-- begin --

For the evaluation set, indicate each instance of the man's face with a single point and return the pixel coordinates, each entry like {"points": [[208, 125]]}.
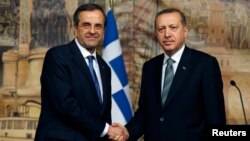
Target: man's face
{"points": [[90, 29], [170, 32]]}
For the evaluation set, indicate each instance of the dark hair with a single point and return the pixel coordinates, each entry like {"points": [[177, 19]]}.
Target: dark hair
{"points": [[87, 7], [172, 10]]}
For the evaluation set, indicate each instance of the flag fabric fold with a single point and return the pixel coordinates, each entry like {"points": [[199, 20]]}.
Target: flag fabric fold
{"points": [[112, 54]]}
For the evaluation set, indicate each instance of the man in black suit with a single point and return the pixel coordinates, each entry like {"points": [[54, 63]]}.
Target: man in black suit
{"points": [[74, 107], [194, 100]]}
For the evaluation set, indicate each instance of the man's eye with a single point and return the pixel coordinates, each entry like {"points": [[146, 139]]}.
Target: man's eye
{"points": [[173, 28], [161, 29]]}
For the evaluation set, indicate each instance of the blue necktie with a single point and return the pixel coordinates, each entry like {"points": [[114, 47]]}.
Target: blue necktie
{"points": [[169, 75], [94, 77]]}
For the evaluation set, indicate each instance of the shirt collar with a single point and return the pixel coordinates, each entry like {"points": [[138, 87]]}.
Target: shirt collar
{"points": [[176, 57]]}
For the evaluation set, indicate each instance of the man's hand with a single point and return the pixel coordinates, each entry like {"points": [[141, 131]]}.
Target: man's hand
{"points": [[117, 132]]}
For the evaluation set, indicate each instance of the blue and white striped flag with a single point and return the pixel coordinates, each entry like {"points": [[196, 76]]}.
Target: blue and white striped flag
{"points": [[112, 54]]}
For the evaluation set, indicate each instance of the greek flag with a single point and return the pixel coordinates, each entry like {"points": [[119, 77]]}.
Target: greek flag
{"points": [[112, 54]]}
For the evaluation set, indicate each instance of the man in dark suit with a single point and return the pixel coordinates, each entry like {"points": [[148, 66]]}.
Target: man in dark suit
{"points": [[194, 99], [75, 106]]}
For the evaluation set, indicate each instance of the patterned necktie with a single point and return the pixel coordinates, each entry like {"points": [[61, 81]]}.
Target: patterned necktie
{"points": [[169, 74], [94, 77]]}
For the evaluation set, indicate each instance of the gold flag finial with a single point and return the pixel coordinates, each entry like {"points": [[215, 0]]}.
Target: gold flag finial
{"points": [[111, 4]]}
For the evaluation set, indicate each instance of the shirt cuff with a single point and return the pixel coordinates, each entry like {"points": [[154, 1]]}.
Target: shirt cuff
{"points": [[105, 131]]}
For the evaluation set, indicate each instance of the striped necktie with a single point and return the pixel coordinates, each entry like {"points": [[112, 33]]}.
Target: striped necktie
{"points": [[94, 77], [169, 75]]}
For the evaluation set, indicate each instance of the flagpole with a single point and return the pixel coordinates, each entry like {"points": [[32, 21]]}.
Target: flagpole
{"points": [[111, 4]]}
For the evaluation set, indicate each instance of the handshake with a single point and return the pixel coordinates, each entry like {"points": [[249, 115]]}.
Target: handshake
{"points": [[117, 132]]}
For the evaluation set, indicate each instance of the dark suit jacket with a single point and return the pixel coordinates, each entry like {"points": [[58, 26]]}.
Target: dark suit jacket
{"points": [[195, 100], [70, 108]]}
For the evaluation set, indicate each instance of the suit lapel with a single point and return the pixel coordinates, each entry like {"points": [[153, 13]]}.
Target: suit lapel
{"points": [[104, 80], [182, 71]]}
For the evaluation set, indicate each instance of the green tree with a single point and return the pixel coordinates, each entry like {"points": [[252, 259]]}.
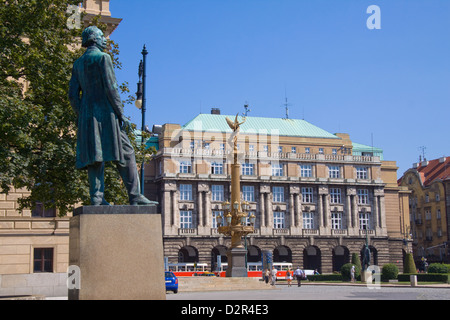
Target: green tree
{"points": [[37, 124]]}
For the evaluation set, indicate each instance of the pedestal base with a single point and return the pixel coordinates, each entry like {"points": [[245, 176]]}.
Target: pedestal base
{"points": [[119, 253], [236, 263], [366, 277]]}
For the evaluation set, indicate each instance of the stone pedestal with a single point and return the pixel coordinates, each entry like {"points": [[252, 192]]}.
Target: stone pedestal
{"points": [[236, 263], [366, 277], [118, 253]]}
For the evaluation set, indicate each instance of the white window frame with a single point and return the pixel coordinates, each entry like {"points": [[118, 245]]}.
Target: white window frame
{"points": [[307, 195], [248, 169], [362, 173], [334, 172], [277, 170], [364, 220], [185, 192], [217, 192], [278, 194], [363, 196], [305, 170], [215, 214], [186, 219], [217, 167], [308, 219], [248, 193], [336, 220], [279, 221], [335, 195], [185, 166]]}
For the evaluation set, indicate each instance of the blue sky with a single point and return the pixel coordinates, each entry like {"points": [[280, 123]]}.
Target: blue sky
{"points": [[391, 83]]}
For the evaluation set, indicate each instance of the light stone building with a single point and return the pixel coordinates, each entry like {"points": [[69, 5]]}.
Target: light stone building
{"points": [[314, 193], [429, 205]]}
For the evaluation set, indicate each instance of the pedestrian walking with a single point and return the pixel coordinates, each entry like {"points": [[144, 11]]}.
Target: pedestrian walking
{"points": [[274, 275], [352, 273], [289, 277], [266, 276], [299, 273]]}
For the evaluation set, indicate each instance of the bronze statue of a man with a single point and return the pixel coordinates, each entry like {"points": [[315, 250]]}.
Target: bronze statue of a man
{"points": [[94, 96]]}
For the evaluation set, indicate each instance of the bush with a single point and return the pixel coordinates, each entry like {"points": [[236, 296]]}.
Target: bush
{"points": [[325, 277], [426, 277], [345, 271], [356, 261], [389, 272], [439, 268], [410, 266]]}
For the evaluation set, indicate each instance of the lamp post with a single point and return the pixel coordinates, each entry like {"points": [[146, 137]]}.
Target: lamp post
{"points": [[141, 103], [235, 216]]}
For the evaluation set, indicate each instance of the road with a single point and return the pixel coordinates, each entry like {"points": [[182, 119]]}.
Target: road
{"points": [[320, 292]]}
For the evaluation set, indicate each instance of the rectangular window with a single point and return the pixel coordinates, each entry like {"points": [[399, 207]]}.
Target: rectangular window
{"points": [[278, 220], [43, 260], [277, 169], [278, 194], [217, 192], [336, 220], [334, 171], [41, 211], [185, 167], [186, 192], [214, 220], [248, 193], [335, 195], [363, 196], [305, 170], [185, 219], [247, 169], [307, 195], [364, 221], [362, 173], [308, 220], [217, 168]]}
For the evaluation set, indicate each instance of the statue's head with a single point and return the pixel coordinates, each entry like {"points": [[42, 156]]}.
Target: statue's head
{"points": [[93, 36]]}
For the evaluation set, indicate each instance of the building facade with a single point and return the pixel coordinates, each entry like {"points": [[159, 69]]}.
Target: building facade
{"points": [[34, 244], [314, 199], [429, 183]]}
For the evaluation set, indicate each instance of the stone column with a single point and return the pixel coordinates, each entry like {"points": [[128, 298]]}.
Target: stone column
{"points": [[299, 217], [262, 205], [200, 208]]}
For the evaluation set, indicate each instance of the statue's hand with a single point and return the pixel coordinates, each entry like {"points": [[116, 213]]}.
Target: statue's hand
{"points": [[126, 124]]}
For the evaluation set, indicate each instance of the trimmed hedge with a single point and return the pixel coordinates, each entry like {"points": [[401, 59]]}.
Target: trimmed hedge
{"points": [[410, 266], [439, 268], [389, 272], [426, 277], [325, 277]]}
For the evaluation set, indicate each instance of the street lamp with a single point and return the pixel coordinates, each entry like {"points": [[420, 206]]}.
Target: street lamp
{"points": [[140, 103]]}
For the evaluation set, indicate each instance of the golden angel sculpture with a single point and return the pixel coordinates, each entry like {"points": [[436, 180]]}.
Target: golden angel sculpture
{"points": [[235, 126]]}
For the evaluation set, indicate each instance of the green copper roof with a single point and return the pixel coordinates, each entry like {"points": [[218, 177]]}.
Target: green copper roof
{"points": [[361, 149], [258, 125]]}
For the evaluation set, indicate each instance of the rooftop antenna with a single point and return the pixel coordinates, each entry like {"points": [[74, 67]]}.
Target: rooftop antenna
{"points": [[286, 104], [247, 110], [422, 156]]}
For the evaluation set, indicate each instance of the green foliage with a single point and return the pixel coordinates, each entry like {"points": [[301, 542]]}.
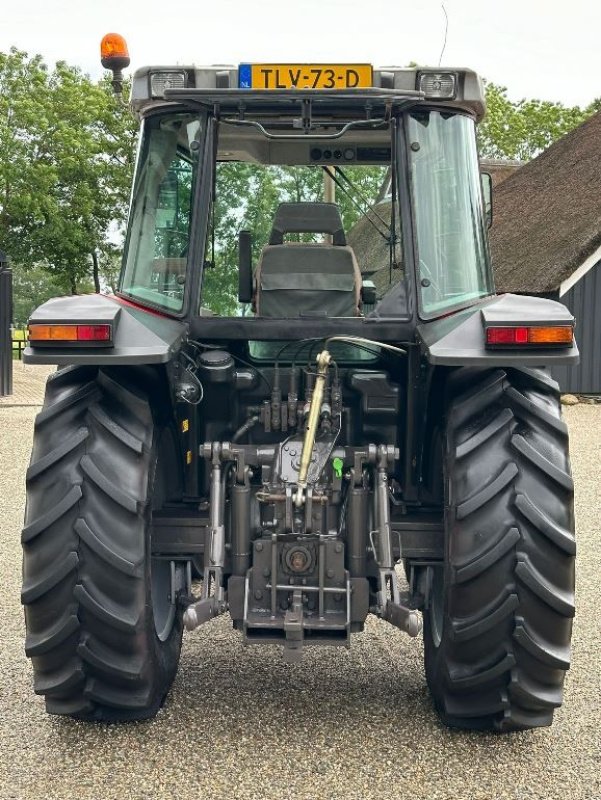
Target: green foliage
{"points": [[523, 129], [34, 286], [66, 160]]}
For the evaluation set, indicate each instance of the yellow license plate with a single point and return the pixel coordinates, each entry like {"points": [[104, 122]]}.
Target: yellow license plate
{"points": [[305, 76]]}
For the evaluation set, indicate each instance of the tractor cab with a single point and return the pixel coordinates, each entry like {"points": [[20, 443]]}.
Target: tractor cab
{"points": [[295, 191], [303, 385]]}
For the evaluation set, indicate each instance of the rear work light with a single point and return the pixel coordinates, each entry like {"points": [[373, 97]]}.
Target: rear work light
{"points": [[64, 334], [437, 85], [526, 335]]}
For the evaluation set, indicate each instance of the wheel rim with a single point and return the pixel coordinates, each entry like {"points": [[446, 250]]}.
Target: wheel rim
{"points": [[437, 605]]}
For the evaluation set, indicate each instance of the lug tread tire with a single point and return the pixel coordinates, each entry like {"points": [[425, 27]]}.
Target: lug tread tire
{"points": [[508, 587], [86, 580]]}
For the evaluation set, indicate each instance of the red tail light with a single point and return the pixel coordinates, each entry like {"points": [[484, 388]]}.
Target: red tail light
{"points": [[63, 334], [531, 335]]}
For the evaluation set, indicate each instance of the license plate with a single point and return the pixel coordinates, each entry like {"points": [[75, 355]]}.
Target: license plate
{"points": [[304, 76]]}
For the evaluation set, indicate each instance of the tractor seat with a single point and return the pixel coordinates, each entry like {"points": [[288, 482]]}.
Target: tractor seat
{"points": [[298, 279]]}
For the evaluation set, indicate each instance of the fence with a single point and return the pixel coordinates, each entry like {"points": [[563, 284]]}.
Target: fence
{"points": [[6, 313]]}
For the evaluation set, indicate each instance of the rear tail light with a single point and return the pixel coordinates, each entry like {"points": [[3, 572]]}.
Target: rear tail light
{"points": [[70, 333], [525, 335]]}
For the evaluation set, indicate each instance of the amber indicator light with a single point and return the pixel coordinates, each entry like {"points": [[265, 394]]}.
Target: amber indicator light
{"points": [[113, 46], [524, 335], [69, 333]]}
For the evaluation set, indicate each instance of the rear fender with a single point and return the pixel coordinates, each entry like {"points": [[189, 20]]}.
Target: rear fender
{"points": [[458, 340], [140, 336]]}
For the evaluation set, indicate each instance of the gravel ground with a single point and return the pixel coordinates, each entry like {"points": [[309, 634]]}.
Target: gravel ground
{"points": [[343, 724]]}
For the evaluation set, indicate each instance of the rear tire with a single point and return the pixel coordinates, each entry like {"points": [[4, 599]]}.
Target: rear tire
{"points": [[498, 627], [103, 644]]}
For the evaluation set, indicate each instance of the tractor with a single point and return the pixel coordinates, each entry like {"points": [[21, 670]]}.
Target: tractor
{"points": [[304, 404]]}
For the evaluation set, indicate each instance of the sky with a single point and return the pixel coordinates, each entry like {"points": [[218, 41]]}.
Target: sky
{"points": [[543, 50]]}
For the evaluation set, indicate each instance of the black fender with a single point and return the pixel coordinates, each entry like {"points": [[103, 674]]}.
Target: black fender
{"points": [[140, 336], [458, 340]]}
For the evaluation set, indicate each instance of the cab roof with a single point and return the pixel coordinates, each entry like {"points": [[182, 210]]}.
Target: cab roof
{"points": [[219, 85]]}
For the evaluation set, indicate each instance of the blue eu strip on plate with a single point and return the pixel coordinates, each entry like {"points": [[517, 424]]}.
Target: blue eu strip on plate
{"points": [[244, 76]]}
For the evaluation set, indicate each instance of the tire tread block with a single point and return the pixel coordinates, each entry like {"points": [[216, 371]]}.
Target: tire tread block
{"points": [[88, 391], [38, 644], [470, 627], [560, 601], [33, 589], [48, 518], [480, 704], [554, 657], [533, 695], [63, 449], [479, 438], [121, 622], [116, 697], [559, 476], [461, 680], [555, 533], [521, 403], [113, 664], [120, 497], [472, 401], [467, 570], [118, 431], [63, 679], [487, 492], [106, 553]]}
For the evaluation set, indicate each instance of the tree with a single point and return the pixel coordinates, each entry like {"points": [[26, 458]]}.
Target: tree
{"points": [[523, 129], [66, 160], [32, 287]]}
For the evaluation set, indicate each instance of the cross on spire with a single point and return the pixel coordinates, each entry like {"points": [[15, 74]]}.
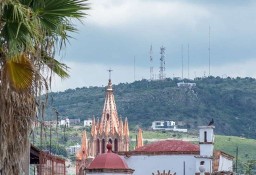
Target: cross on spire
{"points": [[110, 70]]}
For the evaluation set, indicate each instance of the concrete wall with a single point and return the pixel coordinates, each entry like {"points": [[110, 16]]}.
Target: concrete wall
{"points": [[107, 173], [148, 164], [225, 164]]}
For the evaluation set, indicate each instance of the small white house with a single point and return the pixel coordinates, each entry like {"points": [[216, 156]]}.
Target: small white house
{"points": [[167, 126], [187, 85], [73, 149], [65, 122], [163, 125], [87, 122]]}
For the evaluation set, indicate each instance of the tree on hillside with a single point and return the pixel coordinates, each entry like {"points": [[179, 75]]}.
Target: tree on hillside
{"points": [[31, 31]]}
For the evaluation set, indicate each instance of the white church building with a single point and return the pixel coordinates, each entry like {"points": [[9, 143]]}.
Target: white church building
{"points": [[179, 157]]}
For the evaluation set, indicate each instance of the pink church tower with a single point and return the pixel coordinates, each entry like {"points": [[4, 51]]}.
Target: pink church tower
{"points": [[110, 128]]}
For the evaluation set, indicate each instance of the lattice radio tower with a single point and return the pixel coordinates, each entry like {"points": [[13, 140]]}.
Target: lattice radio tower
{"points": [[151, 63], [162, 64]]}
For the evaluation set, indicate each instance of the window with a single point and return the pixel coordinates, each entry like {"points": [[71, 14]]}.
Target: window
{"points": [[98, 147], [205, 136], [116, 145], [110, 141]]}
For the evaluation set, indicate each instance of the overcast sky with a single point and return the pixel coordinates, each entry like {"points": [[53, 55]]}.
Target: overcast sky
{"points": [[116, 31]]}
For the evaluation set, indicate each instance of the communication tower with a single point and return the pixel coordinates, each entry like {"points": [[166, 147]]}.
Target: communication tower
{"points": [[162, 64], [151, 63]]}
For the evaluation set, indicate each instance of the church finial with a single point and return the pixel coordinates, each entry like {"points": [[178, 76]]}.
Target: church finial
{"points": [[110, 70]]}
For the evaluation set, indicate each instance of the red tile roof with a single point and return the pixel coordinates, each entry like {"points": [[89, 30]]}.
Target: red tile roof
{"points": [[169, 146], [108, 160]]}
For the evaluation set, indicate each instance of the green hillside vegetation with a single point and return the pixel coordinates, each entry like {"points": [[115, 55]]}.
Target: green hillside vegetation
{"points": [[231, 102], [65, 137]]}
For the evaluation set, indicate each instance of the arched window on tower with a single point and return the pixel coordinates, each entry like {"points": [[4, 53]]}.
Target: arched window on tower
{"points": [[116, 145], [103, 146], [110, 140], [205, 136], [98, 146]]}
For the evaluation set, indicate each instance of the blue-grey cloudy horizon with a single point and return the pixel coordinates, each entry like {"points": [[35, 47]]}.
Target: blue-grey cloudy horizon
{"points": [[117, 30]]}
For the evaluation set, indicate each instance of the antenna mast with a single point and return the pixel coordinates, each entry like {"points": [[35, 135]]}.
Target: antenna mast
{"points": [[151, 63], [188, 61], [182, 61], [110, 70], [162, 63], [209, 50], [134, 68]]}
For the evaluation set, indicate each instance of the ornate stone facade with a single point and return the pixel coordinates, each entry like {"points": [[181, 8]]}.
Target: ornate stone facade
{"points": [[109, 129]]}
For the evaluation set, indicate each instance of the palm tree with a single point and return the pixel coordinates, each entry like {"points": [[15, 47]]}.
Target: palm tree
{"points": [[31, 31]]}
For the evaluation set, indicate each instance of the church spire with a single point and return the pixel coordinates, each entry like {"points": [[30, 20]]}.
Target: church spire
{"points": [[109, 120]]}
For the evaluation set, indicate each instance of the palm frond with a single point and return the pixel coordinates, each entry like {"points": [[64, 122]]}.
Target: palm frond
{"points": [[57, 67], [19, 72]]}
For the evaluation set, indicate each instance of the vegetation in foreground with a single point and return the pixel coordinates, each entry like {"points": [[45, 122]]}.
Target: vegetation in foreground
{"points": [[31, 31], [231, 102], [229, 144]]}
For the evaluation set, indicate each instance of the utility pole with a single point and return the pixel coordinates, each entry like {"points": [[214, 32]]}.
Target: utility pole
{"points": [[236, 158], [162, 64]]}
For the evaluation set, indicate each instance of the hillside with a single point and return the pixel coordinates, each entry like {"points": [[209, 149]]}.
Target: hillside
{"points": [[231, 102]]}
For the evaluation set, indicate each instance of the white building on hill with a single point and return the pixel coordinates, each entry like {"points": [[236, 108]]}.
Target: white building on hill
{"points": [[167, 126], [180, 157], [88, 122]]}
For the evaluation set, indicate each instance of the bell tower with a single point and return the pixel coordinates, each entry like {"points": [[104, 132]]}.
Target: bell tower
{"points": [[110, 128], [206, 142]]}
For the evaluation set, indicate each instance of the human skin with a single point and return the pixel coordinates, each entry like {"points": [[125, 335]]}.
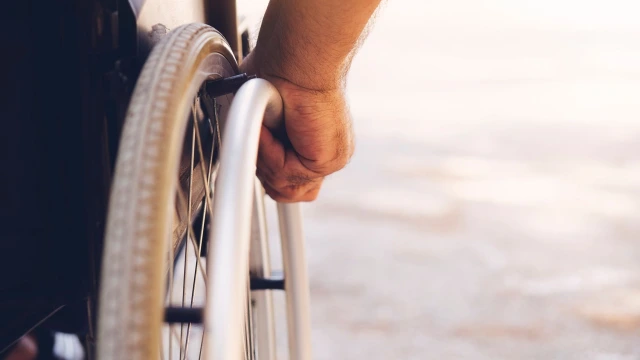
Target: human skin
{"points": [[305, 49]]}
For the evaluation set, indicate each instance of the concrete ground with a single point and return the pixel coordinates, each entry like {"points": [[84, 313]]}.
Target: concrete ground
{"points": [[492, 208]]}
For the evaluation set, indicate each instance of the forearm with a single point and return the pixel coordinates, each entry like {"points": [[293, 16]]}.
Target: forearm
{"points": [[311, 42]]}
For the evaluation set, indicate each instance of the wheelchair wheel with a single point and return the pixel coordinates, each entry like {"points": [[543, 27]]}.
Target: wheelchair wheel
{"points": [[161, 203]]}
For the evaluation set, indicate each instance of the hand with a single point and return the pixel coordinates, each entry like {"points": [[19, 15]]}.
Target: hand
{"points": [[317, 140]]}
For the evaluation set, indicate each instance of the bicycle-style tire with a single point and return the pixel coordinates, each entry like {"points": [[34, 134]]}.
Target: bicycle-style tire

-- end --

◆ STATED GOAL
Produce an exact copy of only those lines that run from the line with "For the evaluation set, indicate each instance of the hillside" to the final line of the records, including both; exclude images.

◆ FULL ANSWER
For the evaluation set, indicate each instance of the hillside with a single point and return the pixel coordinates, each entry like {"points": [[209, 149]]}.
Target: hillside
{"points": [[231, 102]]}
For the evaluation set, indicate each instance of the white building on hill with a single point and return the pixel coordinates, each entry like {"points": [[236, 108]]}.
Target: white building on hill
{"points": [[167, 126], [180, 157], [88, 122]]}
For the evaluation set, indicate each instance of the bell tower with a single point and return the pixel coordinates, each entry like {"points": [[104, 132]]}.
Target: bell tower
{"points": [[110, 128], [206, 142]]}
For the evaluation set, indicate each instance of the human skin with a single point and return the pixel coordinates, each entry like {"points": [[125, 335]]}.
Target: human skin
{"points": [[305, 49]]}
For the evaluation set, indicate each instance of the concrete ground with a single point and return the pixel coordinates, each entry like {"points": [[84, 313]]}.
Target: concrete ground
{"points": [[492, 208]]}
For the evaluation set, indicate each instance of the forearm with a single point and return the pixel coordinates, each entry like {"points": [[293, 16]]}.
Target: forearm
{"points": [[311, 42]]}
For the evaluation set, indicate each instance of the wheelchair wheel with a single point and return the pixel coordinates, each entry like {"points": [[543, 27]]}.
Target: wheelchair wheel
{"points": [[161, 203]]}
For the evaluation set, indicate each instance of the hand with a single point and return the pixel coordinates, each entry like {"points": [[19, 15]]}.
Target: hand
{"points": [[317, 140]]}
For the evaluation set, indicate each instance of the bicycle-style tire with a single point and return the pixel coordinates, each entry like {"points": [[34, 134]]}.
Target: bicycle-style tire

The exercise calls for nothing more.